**Aim of the exercise**:
Among the entries below, only the lines starting at the one with "Return the pixel-accurate" and ending at the one with "70L194 82L203 77L198", both included, are to be printed exactly.

(Working data)

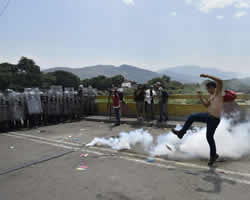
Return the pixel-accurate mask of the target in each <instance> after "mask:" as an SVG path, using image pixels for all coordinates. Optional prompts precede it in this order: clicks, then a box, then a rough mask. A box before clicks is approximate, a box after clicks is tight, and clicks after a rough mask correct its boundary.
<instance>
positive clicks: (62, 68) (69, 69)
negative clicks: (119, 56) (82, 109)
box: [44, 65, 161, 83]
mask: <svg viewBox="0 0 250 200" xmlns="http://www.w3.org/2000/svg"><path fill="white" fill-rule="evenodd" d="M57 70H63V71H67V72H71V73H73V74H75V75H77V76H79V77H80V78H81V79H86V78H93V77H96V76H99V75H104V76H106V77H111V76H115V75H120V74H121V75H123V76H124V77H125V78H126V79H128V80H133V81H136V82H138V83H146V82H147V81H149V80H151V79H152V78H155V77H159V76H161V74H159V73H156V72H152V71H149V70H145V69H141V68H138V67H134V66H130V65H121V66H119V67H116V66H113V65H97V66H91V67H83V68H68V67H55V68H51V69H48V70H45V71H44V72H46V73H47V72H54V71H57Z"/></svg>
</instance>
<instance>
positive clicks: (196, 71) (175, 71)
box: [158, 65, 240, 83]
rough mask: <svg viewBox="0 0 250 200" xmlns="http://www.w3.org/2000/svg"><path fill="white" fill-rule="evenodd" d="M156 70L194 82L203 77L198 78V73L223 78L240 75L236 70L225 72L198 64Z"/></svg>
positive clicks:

(End Working data)
(Working data)

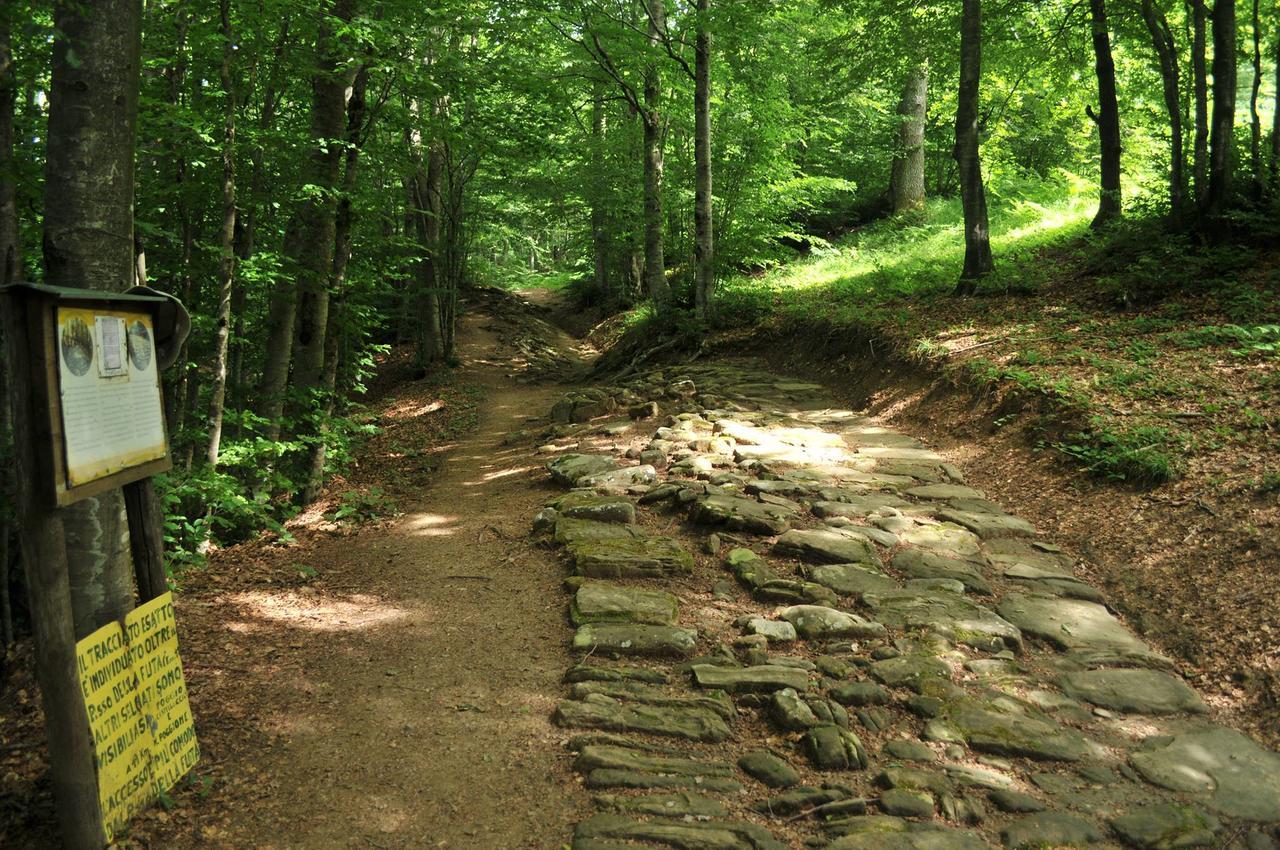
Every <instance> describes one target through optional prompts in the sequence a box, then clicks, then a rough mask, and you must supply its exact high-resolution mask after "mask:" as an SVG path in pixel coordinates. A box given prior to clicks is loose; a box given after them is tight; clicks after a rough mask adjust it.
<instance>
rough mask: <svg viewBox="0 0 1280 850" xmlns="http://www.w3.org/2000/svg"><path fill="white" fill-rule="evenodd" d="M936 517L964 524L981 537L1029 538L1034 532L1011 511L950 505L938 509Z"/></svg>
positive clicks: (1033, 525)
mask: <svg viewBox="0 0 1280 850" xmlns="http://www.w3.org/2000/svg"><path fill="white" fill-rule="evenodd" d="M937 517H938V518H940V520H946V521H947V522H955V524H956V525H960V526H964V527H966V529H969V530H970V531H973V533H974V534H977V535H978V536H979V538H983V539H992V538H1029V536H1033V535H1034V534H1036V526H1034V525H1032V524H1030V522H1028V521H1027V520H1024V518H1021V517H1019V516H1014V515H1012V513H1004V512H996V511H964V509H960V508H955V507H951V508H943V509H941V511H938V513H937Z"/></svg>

(End Working data)

**Problem solution**:
Return the pixel-accurate mask of the target in each <instance> after "mask:" as an SVG path, using image pixels for all coordinates. Optional prompts precede it in this order: clicks, then a box, then a rough mask. A box before clicks is approximate, a box after clicks is tight, and clicks after a rough mask correct its boundary.
<instance>
positive clicks: (62, 68) (69, 69)
negative clicks: (119, 56) (82, 109)
box: [44, 65, 161, 83]
mask: <svg viewBox="0 0 250 200" xmlns="http://www.w3.org/2000/svg"><path fill="white" fill-rule="evenodd" d="M57 70H63V71H67V72H71V73H73V74H75V75H77V76H79V77H80V78H81V79H86V78H93V77H96V76H99V75H104V76H106V77H111V76H115V75H120V74H121V75H123V76H124V77H125V78H126V79H128V80H133V81H136V82H138V83H146V82H147V81H149V80H151V79H152V78H155V77H159V76H161V74H159V73H156V72H152V71H149V70H145V69H141V68H138V67H134V66H130V65H121V66H119V67H116V66H113V65H97V66H91V67H83V68H68V67H55V68H51V69H48V70H45V71H44V72H46V73H47V72H54V71H57Z"/></svg>
</instance>
<instance>
positive clicks: (196, 71) (175, 71)
box: [158, 65, 240, 83]
rough mask: <svg viewBox="0 0 250 200" xmlns="http://www.w3.org/2000/svg"><path fill="white" fill-rule="evenodd" d="M156 70L194 82L203 77L198 78V73L223 78L240 75L236 70L225 72L198 64Z"/></svg>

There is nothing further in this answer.